## [What is needed]
Please write out the part of the records that opens at their start and closes with the line containing "x=558 y=624", leaving out the pictures.

## [Data supplied]
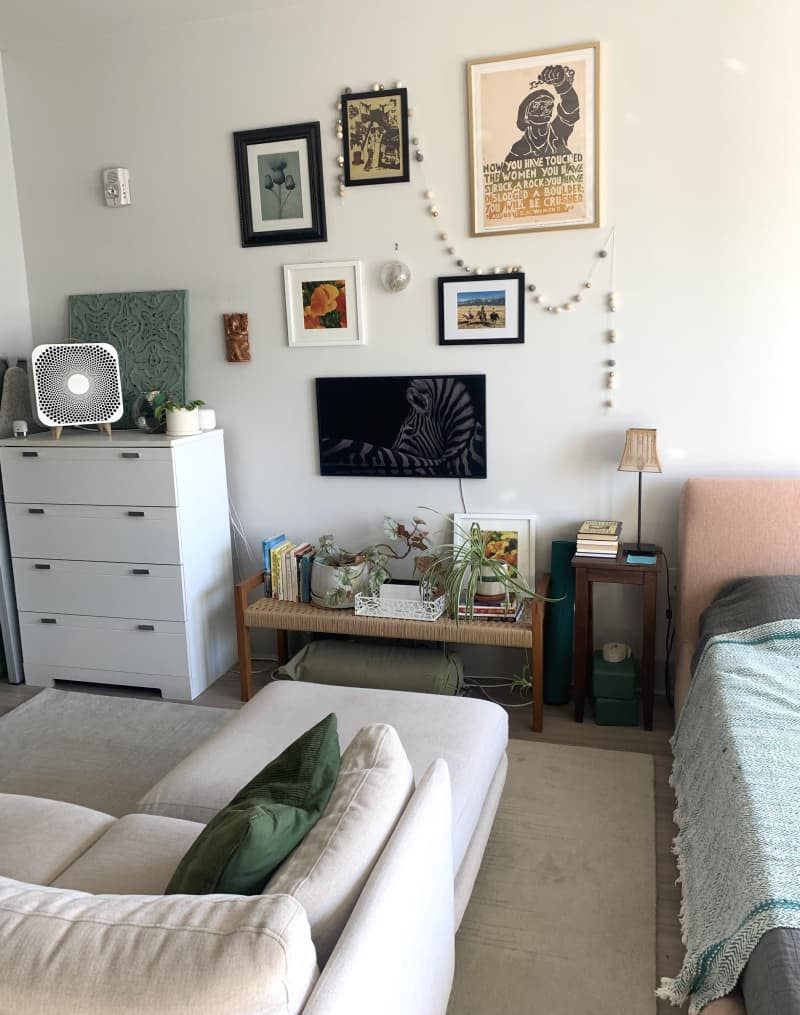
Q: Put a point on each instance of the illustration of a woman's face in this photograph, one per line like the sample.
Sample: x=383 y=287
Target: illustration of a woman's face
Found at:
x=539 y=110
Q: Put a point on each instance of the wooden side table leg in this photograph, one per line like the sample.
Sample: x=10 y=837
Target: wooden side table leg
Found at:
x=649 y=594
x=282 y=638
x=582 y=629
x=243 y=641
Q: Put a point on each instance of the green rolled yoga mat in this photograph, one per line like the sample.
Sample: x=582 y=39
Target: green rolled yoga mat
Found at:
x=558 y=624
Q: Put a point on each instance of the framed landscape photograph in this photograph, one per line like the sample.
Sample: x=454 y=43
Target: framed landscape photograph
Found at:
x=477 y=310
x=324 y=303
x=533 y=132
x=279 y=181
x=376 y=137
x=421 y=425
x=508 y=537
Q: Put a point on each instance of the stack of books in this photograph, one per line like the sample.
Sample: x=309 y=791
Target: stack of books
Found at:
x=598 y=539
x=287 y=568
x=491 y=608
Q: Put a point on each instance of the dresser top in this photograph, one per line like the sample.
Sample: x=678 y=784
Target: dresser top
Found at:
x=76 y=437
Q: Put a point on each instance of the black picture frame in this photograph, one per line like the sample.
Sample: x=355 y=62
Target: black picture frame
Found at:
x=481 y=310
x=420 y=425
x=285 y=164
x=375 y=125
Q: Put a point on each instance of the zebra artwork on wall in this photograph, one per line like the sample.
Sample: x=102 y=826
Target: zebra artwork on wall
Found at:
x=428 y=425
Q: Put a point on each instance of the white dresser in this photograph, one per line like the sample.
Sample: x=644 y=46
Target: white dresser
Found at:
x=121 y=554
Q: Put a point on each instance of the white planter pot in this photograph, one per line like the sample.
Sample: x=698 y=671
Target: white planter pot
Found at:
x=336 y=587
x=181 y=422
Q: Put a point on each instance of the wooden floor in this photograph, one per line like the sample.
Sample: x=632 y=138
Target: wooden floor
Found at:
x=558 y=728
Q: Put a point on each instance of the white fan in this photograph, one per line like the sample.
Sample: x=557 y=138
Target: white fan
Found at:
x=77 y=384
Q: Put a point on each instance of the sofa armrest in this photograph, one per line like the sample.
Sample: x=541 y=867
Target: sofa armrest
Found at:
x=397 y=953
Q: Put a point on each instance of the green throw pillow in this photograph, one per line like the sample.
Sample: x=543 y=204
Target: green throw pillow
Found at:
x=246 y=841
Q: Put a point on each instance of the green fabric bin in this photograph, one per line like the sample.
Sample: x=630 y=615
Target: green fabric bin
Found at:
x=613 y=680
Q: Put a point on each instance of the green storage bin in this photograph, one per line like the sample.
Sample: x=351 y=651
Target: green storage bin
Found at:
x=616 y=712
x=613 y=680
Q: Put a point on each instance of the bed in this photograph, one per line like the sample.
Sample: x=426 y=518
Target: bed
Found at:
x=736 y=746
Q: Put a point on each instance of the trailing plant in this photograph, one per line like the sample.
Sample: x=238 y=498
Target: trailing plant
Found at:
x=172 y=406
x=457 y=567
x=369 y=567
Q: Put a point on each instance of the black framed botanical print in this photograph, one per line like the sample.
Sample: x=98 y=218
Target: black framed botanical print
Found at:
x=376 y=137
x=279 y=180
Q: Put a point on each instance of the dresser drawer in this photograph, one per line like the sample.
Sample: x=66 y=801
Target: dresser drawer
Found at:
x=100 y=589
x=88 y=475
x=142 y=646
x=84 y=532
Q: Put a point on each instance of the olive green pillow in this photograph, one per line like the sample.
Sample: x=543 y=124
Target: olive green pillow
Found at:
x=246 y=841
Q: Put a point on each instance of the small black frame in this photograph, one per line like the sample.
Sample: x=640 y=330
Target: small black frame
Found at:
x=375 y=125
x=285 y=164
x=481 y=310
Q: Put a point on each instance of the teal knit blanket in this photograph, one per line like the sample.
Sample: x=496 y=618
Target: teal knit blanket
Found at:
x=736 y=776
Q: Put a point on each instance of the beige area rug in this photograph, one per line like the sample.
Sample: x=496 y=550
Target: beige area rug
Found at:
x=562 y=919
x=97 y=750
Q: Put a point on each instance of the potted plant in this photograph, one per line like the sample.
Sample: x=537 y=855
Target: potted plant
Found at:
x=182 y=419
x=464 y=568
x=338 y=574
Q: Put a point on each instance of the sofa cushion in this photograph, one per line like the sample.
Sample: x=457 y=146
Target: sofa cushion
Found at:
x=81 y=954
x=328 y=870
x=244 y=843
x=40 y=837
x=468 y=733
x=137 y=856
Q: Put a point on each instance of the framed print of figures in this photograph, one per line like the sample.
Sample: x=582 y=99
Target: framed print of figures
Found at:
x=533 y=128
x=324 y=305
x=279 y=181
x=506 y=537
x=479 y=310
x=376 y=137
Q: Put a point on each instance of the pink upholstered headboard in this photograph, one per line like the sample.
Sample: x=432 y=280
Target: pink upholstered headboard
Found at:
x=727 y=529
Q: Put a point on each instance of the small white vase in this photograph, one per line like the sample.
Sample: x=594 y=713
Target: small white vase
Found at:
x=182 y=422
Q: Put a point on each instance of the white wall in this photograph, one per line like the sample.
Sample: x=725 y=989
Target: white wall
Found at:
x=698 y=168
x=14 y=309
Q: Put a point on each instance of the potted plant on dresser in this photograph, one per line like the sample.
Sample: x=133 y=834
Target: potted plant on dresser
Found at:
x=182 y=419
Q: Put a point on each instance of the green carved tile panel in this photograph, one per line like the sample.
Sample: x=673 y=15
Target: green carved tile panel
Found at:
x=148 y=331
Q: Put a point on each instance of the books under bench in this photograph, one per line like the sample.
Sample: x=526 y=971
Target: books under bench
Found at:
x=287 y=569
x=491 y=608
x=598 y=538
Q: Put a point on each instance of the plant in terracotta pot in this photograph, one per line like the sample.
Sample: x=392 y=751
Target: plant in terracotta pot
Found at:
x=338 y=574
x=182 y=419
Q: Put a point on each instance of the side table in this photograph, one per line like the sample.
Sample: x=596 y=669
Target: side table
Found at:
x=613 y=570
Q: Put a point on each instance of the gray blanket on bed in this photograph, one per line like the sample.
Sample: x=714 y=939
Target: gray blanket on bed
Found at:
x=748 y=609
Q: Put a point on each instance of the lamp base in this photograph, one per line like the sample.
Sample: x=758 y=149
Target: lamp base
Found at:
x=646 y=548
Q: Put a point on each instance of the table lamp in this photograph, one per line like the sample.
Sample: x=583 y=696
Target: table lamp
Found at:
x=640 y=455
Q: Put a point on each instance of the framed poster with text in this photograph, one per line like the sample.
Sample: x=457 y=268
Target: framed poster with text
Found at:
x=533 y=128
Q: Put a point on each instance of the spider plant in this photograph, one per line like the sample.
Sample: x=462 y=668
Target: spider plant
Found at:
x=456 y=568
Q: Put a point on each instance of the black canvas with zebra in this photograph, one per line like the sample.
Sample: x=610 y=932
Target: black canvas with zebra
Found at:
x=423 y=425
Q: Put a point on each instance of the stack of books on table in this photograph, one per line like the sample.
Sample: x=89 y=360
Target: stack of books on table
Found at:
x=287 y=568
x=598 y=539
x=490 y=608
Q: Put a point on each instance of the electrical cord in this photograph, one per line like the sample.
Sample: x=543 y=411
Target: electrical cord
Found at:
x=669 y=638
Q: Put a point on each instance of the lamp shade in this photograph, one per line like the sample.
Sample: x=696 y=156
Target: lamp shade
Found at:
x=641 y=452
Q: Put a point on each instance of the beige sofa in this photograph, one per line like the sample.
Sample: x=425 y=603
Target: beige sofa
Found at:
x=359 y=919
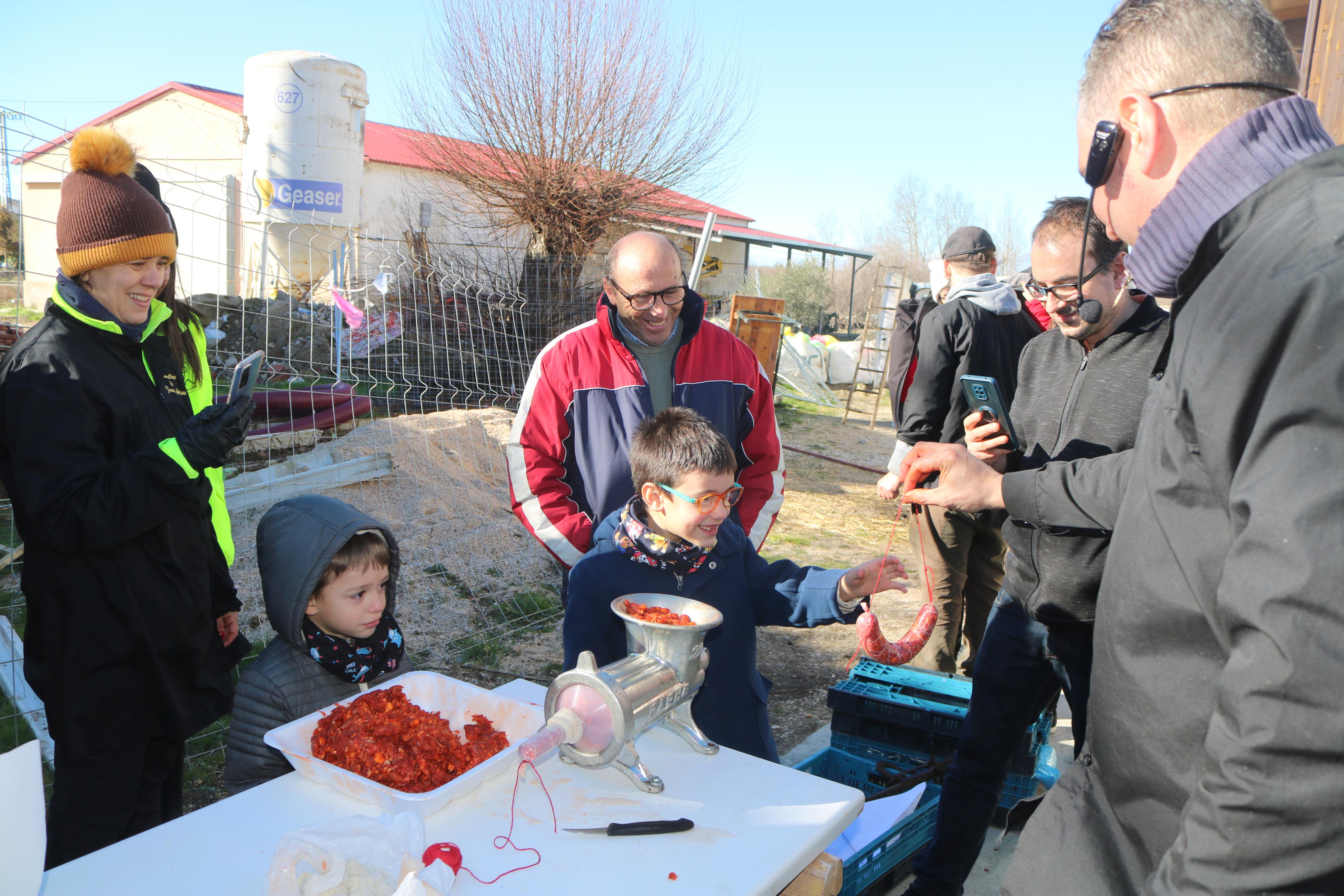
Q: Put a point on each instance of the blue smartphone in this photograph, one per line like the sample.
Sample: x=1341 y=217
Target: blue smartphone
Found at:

## [Task answer]
Q: Put a point on each instance of the illustration of a woman's face in this photograph, one per line like the sample.
Sample: x=383 y=287
Target: illustration of a woman's face
Found at:
x=539 y=110
Q: Put a point on each instance of the wooden side table leg in this photograph, one per line like the sample.
Sample: x=10 y=837
Target: wooden side table leg
Found at:
x=649 y=594
x=282 y=638
x=582 y=629
x=243 y=641
Q: Put a point on each instance of the green rolled yoga mat in this photograph, one per line like the sample.
Sample: x=582 y=39
Target: green rolled yoga mat
Found at:
x=558 y=624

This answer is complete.